- TASK DIRECTIONS -
Please transcribe, exactly, the line that contains "class is: unpaved" and every line after it to the end of the records, and nothing else.

- RECORDS SHOWN -

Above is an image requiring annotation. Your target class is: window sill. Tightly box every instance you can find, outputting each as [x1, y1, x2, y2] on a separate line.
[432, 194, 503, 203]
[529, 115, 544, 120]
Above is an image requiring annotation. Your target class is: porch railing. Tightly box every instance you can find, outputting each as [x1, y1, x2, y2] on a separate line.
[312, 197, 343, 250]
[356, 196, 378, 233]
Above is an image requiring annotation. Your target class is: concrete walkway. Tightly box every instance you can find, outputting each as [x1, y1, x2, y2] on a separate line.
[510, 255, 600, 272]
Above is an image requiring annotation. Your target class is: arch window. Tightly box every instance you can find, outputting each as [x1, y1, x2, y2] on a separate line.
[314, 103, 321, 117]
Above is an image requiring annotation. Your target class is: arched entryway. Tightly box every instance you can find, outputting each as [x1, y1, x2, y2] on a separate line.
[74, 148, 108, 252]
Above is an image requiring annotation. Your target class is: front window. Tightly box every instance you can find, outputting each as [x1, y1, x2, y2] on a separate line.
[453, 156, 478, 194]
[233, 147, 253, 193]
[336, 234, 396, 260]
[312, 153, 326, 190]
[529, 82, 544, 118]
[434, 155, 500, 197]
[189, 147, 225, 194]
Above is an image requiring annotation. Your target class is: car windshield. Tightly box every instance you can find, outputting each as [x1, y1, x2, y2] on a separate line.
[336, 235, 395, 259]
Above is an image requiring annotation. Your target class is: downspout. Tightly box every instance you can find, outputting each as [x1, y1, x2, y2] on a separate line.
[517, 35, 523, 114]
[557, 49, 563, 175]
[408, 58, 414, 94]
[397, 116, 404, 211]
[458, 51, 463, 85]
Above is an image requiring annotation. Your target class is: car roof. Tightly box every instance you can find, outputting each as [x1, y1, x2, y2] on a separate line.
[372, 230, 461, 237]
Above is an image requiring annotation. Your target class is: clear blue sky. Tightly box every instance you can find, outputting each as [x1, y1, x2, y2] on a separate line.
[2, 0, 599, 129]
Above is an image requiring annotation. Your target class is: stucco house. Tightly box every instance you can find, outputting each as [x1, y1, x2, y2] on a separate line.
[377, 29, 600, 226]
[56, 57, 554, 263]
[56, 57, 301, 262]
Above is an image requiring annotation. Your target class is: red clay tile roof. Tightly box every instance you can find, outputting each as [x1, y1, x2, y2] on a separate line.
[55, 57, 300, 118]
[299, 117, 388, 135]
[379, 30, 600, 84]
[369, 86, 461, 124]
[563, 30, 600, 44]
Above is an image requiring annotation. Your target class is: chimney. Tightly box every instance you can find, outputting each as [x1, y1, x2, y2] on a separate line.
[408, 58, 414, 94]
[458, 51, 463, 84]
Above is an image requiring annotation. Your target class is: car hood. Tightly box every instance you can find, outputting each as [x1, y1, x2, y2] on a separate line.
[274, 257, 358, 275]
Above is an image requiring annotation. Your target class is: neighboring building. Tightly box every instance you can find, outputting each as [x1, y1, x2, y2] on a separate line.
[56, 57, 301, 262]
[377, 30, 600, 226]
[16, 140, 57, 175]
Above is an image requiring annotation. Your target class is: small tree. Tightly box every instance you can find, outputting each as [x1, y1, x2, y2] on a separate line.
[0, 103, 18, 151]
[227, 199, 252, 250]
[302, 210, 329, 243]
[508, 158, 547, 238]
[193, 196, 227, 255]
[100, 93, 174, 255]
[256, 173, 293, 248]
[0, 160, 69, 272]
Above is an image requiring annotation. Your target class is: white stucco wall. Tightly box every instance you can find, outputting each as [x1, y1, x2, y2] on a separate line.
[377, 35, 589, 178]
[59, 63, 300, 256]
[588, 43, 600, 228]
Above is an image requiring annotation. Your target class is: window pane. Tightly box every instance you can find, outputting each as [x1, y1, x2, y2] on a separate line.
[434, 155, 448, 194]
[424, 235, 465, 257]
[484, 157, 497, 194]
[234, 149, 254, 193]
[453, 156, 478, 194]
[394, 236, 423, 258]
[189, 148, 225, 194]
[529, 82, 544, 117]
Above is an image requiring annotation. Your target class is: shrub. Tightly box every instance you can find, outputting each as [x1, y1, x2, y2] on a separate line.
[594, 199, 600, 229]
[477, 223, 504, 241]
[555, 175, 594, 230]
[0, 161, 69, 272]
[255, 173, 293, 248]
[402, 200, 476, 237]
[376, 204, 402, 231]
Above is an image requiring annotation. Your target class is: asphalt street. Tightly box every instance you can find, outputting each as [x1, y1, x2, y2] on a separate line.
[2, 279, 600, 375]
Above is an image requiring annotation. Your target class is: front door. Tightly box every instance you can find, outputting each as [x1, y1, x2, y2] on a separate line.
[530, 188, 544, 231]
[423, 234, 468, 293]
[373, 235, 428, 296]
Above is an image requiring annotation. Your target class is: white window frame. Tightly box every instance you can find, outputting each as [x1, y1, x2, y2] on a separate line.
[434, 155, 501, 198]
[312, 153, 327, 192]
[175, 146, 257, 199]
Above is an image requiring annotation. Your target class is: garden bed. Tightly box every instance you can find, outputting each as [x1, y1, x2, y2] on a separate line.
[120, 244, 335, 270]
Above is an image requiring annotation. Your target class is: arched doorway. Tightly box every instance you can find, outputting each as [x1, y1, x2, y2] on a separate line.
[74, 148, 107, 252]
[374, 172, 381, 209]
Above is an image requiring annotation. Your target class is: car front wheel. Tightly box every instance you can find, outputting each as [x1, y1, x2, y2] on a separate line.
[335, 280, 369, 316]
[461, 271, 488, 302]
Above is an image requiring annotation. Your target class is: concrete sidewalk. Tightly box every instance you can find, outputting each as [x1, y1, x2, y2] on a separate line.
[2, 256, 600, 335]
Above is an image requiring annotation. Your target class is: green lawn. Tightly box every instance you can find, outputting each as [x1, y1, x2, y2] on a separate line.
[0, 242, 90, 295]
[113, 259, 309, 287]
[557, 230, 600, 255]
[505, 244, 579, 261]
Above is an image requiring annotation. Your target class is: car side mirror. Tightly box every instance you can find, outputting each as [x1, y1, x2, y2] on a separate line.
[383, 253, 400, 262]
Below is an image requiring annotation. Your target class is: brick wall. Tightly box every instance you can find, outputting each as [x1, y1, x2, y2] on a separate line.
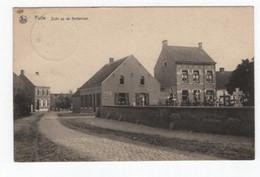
[98, 106, 254, 137]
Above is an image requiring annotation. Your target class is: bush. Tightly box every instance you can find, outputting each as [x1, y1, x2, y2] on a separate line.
[14, 93, 31, 119]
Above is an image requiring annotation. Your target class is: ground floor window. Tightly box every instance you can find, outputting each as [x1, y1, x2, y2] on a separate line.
[80, 95, 84, 107]
[136, 93, 149, 106]
[206, 90, 214, 100]
[193, 90, 200, 101]
[96, 93, 101, 106]
[115, 93, 129, 105]
[182, 90, 189, 102]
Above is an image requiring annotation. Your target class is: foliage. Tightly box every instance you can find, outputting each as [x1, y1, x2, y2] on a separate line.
[54, 93, 72, 110]
[14, 92, 31, 119]
[226, 58, 254, 106]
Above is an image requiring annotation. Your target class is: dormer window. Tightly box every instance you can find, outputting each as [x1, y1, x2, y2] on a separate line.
[120, 75, 124, 85]
[140, 76, 145, 85]
[182, 70, 188, 83]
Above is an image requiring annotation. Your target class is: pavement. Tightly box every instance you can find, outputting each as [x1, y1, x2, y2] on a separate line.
[38, 112, 225, 161]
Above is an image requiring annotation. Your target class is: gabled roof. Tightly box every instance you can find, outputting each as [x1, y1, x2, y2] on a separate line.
[216, 71, 232, 90]
[80, 56, 129, 89]
[165, 45, 216, 64]
[20, 72, 50, 87]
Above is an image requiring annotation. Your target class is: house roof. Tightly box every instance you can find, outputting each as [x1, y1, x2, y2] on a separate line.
[216, 71, 232, 90]
[80, 56, 129, 89]
[165, 46, 216, 64]
[20, 72, 50, 87]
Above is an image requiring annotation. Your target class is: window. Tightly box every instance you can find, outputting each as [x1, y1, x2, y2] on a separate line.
[193, 90, 200, 101]
[161, 59, 167, 67]
[89, 94, 92, 107]
[120, 75, 124, 85]
[115, 93, 129, 105]
[182, 70, 188, 83]
[37, 89, 40, 95]
[140, 76, 145, 85]
[206, 90, 214, 100]
[46, 89, 49, 95]
[42, 89, 45, 95]
[182, 90, 189, 102]
[136, 93, 149, 106]
[84, 95, 88, 108]
[80, 95, 84, 107]
[193, 70, 200, 83]
[43, 100, 46, 107]
[206, 71, 213, 83]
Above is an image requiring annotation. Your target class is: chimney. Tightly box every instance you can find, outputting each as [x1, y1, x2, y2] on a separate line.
[219, 68, 225, 72]
[109, 58, 114, 63]
[20, 70, 24, 75]
[162, 40, 168, 48]
[35, 72, 39, 75]
[198, 42, 203, 49]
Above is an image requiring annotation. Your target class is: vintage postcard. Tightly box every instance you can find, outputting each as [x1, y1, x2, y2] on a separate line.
[13, 7, 254, 162]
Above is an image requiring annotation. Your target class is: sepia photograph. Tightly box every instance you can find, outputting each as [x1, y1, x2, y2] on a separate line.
[12, 7, 254, 162]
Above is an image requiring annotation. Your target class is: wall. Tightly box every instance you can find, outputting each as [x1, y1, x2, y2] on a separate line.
[102, 56, 161, 106]
[154, 47, 177, 89]
[98, 106, 254, 137]
[176, 64, 216, 103]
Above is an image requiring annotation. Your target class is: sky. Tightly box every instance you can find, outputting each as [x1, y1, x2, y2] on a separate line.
[13, 7, 254, 93]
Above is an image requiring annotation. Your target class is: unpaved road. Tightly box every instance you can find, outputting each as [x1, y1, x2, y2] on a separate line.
[38, 112, 221, 161]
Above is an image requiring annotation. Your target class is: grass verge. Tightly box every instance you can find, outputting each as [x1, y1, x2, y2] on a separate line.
[14, 114, 91, 162]
[60, 118, 254, 160]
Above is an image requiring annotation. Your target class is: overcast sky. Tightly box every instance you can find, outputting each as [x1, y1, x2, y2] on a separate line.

- EXERCISE SOLUTION -
Above is an image requiring annotation. Your target class is: unpaved road. Tightly box every instance you can find, outputting each as [x1, y1, x2, y2] on a separate line.
[38, 112, 221, 161]
Above is an image requiring annotation. Your target class is: grass verge. Tightly box every instance you can find, outputting each as [x1, y1, x2, y2] on a separate line.
[14, 114, 91, 162]
[60, 118, 254, 160]
Above is an image requiring annotation. Your target class is: overcast sky. Tightly box every instance you can find, outputting each as [x1, y1, x2, y2] on a separate line.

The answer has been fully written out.